> The problem:
Locate the word "shopping" in the data below, then copy every line that holds it.

[Natural-language object grounding data]
==============================

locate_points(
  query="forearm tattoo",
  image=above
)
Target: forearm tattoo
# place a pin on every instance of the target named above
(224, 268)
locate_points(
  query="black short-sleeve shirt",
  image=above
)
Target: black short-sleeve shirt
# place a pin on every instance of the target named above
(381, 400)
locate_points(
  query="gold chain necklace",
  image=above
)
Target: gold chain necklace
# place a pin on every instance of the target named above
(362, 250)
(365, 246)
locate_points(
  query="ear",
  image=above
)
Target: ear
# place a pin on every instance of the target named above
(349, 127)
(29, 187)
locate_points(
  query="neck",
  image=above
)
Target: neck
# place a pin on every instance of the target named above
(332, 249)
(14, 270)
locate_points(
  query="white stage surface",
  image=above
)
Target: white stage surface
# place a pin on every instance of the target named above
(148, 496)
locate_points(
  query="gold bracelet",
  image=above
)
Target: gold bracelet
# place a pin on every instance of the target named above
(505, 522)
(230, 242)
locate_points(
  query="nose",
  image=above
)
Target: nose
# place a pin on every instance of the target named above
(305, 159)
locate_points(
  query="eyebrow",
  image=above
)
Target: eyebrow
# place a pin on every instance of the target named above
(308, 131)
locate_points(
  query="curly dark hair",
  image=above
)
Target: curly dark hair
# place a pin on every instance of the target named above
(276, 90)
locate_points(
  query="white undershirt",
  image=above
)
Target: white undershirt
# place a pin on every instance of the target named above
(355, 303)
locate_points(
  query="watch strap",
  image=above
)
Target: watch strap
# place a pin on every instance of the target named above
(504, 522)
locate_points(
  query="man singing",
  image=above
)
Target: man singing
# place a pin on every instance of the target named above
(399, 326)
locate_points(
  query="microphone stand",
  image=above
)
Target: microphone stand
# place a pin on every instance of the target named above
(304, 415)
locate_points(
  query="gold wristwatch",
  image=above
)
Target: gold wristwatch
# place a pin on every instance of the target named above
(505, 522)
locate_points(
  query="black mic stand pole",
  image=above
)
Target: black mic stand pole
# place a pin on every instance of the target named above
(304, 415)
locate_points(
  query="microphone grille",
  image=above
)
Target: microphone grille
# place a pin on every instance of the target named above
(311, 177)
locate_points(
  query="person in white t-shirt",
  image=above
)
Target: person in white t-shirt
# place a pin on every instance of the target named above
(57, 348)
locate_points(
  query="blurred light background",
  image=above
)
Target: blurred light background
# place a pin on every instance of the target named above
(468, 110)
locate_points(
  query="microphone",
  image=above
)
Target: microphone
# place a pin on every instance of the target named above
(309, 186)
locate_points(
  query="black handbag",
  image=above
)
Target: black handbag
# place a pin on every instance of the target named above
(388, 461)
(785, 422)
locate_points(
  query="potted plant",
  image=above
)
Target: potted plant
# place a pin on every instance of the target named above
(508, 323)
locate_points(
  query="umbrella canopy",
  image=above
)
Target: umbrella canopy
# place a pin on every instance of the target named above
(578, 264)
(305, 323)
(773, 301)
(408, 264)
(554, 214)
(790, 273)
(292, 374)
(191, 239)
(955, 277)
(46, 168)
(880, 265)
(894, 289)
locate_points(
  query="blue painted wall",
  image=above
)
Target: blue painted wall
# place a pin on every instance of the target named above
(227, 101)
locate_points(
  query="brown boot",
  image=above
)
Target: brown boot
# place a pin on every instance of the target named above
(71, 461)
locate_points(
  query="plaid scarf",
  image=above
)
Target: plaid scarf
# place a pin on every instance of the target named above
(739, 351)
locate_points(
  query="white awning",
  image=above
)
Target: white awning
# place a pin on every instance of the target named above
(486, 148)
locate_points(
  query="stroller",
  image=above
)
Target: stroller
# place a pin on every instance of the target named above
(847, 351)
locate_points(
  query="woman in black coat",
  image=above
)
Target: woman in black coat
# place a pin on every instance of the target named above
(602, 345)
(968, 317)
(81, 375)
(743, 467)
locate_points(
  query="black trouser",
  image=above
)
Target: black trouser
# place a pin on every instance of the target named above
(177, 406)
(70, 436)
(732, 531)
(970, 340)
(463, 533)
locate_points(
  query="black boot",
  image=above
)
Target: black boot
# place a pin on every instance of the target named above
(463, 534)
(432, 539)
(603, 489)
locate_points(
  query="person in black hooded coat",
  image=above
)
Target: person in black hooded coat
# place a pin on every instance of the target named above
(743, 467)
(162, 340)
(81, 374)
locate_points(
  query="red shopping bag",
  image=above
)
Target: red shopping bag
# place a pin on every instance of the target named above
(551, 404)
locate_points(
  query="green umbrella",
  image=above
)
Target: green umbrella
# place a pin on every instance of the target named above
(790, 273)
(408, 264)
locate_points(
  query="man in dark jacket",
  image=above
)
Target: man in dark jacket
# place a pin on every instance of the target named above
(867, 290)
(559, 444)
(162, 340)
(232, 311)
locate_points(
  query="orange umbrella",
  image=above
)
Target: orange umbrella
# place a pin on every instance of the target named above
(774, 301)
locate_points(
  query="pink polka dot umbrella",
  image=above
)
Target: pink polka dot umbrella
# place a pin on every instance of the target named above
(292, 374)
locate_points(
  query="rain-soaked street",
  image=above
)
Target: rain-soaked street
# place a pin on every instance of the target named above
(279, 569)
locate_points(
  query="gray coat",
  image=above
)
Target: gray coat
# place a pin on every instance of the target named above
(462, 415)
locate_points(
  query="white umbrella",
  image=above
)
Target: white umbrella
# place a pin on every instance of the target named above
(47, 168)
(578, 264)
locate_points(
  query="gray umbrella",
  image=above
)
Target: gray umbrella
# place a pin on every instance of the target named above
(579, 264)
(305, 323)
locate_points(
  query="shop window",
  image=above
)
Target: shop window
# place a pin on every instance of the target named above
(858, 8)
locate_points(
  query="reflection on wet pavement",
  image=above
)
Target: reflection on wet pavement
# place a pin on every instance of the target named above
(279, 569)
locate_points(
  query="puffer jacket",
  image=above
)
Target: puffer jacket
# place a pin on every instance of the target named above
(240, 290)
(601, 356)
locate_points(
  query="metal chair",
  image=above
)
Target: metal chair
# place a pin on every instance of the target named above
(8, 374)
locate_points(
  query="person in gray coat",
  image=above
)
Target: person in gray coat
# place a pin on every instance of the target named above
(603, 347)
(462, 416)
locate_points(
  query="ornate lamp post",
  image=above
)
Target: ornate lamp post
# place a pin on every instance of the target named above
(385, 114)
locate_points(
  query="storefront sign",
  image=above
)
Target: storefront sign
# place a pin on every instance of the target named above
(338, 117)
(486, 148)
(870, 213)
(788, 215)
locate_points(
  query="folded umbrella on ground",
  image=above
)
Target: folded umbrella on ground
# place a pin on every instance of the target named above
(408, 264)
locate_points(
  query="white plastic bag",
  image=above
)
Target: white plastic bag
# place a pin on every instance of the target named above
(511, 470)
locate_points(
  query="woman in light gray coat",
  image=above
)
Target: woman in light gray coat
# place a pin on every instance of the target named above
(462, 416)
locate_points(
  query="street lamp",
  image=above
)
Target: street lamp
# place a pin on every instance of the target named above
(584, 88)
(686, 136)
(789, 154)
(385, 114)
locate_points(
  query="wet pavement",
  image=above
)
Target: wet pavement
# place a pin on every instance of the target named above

==============================

> Answer section:
  query="red shopping bag",
Target: red shopping bag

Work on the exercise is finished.